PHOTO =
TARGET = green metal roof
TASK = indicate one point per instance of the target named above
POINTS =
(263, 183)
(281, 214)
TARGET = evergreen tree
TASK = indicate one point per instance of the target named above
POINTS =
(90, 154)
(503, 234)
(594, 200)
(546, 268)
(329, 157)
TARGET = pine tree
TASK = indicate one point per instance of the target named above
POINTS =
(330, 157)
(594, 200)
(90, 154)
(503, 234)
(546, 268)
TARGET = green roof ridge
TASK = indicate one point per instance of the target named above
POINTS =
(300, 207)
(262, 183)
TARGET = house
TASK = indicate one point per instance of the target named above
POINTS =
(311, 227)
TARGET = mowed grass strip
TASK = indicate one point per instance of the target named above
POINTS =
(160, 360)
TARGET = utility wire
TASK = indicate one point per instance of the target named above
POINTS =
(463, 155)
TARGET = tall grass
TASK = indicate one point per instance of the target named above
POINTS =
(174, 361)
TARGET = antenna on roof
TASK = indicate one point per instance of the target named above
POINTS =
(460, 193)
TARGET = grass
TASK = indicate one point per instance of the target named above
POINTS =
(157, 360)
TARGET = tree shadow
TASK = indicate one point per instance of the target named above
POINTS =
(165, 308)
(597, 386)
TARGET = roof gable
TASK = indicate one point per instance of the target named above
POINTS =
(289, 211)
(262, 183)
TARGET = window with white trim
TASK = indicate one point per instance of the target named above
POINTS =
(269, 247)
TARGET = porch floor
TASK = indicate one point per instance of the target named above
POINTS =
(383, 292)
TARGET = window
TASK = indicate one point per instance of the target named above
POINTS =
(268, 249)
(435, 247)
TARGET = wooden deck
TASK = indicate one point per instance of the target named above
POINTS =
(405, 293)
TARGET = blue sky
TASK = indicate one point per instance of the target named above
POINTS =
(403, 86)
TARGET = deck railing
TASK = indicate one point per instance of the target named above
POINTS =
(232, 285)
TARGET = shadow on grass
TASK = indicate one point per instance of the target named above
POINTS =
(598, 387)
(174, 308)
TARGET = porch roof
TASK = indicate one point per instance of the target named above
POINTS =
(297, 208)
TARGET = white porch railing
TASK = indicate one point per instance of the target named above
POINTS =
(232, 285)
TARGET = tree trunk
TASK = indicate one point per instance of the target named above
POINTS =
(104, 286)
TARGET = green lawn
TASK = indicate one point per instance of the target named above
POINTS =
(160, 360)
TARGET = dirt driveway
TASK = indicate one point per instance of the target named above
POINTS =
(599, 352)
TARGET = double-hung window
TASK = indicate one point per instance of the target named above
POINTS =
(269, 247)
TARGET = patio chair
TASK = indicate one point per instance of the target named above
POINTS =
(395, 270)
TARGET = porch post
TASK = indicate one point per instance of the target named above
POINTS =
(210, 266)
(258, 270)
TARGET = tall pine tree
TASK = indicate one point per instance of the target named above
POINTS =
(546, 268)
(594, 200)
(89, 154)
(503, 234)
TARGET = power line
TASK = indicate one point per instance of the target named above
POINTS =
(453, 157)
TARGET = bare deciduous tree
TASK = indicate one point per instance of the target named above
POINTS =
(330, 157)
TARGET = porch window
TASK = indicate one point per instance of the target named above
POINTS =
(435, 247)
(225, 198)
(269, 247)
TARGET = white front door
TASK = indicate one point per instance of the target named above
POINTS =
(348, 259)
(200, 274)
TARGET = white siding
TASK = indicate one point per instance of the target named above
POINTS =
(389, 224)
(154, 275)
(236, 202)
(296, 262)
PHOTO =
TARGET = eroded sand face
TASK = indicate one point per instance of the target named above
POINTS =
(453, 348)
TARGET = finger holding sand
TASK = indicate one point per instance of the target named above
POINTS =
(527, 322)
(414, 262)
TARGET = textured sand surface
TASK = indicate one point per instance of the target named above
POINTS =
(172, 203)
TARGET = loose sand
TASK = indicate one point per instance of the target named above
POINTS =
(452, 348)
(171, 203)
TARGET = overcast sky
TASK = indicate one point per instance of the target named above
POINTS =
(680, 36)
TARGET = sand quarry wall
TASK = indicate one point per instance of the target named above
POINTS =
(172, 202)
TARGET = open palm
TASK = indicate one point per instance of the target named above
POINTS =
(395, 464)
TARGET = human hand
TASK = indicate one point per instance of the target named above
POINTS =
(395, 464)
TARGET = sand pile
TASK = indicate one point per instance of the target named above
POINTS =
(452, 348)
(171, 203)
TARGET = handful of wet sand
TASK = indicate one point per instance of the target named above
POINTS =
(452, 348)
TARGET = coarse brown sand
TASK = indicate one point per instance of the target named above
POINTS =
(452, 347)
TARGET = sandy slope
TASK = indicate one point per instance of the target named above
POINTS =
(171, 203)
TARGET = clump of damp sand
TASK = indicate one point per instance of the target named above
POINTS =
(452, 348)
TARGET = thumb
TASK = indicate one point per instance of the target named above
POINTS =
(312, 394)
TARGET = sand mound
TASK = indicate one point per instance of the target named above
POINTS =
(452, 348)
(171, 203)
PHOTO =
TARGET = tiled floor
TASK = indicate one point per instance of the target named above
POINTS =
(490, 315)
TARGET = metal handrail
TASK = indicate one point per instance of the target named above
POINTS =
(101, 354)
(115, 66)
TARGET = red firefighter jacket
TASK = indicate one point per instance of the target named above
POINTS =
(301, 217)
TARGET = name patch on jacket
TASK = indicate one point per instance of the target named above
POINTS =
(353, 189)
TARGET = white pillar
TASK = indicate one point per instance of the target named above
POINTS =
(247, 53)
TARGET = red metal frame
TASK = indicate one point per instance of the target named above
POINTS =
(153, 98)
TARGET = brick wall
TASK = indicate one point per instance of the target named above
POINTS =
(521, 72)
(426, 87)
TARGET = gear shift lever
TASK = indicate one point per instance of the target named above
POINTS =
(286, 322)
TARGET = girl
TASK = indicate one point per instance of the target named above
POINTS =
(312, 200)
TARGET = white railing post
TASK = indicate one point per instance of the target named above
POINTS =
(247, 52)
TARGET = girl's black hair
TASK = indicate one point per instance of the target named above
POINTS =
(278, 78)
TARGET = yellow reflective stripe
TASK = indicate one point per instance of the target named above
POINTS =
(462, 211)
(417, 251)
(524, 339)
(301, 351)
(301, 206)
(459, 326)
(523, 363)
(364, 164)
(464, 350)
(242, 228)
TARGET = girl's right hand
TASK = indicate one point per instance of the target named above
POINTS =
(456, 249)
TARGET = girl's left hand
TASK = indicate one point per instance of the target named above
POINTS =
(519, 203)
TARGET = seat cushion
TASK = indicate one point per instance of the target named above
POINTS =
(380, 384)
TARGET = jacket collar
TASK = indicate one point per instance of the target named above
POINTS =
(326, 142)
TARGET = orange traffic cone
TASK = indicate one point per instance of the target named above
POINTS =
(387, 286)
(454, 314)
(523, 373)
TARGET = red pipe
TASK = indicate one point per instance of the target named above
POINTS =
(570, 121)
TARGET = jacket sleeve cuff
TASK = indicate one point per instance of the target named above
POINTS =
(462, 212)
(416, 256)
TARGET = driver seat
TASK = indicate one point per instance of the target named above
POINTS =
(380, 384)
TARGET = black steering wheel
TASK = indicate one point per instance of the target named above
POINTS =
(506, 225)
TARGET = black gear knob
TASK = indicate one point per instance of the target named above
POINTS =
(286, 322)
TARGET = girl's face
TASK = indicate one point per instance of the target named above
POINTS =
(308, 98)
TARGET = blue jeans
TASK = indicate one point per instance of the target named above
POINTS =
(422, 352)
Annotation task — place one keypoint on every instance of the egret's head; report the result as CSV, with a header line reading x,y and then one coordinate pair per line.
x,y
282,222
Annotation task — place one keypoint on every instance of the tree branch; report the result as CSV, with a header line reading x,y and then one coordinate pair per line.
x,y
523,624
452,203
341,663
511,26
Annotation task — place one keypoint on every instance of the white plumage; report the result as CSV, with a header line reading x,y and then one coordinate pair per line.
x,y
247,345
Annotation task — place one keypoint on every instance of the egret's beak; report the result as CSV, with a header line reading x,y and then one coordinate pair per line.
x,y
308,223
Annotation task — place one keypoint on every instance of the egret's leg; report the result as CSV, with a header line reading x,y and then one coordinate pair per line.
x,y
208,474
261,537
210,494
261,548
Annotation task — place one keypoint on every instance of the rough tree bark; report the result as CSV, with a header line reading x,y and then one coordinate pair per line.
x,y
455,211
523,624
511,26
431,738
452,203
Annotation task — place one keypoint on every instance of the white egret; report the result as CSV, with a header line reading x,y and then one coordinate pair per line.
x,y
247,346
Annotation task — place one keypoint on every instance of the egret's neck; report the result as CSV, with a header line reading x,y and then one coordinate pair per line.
—————
- [Exercise requirements]:
Exactly reproduce the lines beginning with the one that contains "of the rough" and ending with the last line of the material, both included. Leave out everything else.

- [Task result]:
Annotation task — place one keypoint on every instance of the rough tree bark; report the result as CSV, with a header line reading x,y and then one coordinate pair per line.
x,y
455,211
523,624
511,26
431,738
452,203
Annotation task — place one keypoint on every instance of the white egret; report the result as CSV, with a header line reading x,y and then one coordinate pair per line.
x,y
247,346
Annotation task — place one keypoint on every instance of the egret's neck; report the result as CSV, with a header line reading x,y and then one coordinate pair per line.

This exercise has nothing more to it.